— Objective —
How many of the lines below contain the string "brown"? Reply with the number alone.
══ Supplied records ══
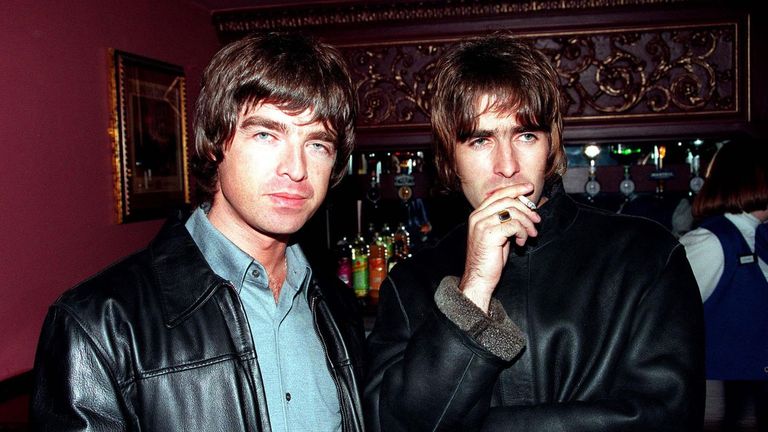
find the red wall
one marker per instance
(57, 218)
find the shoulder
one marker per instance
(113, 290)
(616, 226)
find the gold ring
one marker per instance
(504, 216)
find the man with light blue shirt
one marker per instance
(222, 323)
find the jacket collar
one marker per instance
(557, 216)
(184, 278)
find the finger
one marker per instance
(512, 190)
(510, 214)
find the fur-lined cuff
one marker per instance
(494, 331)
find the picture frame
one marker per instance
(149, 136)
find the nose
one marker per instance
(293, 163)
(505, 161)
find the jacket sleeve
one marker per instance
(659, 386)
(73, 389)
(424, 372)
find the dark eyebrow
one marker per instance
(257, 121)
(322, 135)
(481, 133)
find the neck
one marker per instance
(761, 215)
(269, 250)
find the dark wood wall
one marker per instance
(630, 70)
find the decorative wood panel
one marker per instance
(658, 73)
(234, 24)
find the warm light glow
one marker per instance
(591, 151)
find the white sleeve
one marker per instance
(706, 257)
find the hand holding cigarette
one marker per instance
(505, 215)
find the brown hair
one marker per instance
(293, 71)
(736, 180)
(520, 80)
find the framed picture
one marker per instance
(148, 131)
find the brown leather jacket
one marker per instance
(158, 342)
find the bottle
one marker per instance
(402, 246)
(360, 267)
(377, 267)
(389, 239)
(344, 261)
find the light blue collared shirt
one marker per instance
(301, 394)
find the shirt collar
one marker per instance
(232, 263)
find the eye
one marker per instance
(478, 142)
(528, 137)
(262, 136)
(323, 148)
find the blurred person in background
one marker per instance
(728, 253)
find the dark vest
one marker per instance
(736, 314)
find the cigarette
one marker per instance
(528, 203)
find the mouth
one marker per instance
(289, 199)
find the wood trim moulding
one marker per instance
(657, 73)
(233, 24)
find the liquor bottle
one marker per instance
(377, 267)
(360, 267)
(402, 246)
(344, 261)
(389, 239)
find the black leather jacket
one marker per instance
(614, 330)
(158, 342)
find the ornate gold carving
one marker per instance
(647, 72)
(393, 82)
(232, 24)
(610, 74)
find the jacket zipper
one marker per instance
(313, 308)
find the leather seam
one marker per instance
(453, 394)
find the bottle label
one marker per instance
═══
══ Supplied records ══
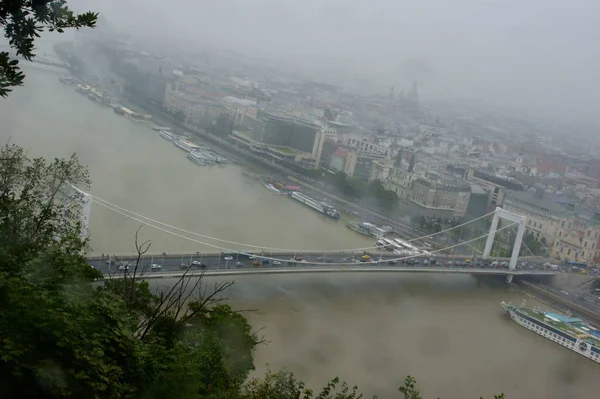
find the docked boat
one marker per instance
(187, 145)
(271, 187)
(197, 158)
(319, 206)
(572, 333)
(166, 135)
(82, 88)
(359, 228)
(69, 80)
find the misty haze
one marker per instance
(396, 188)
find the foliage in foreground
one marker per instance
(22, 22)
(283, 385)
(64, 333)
═══
— Result —
2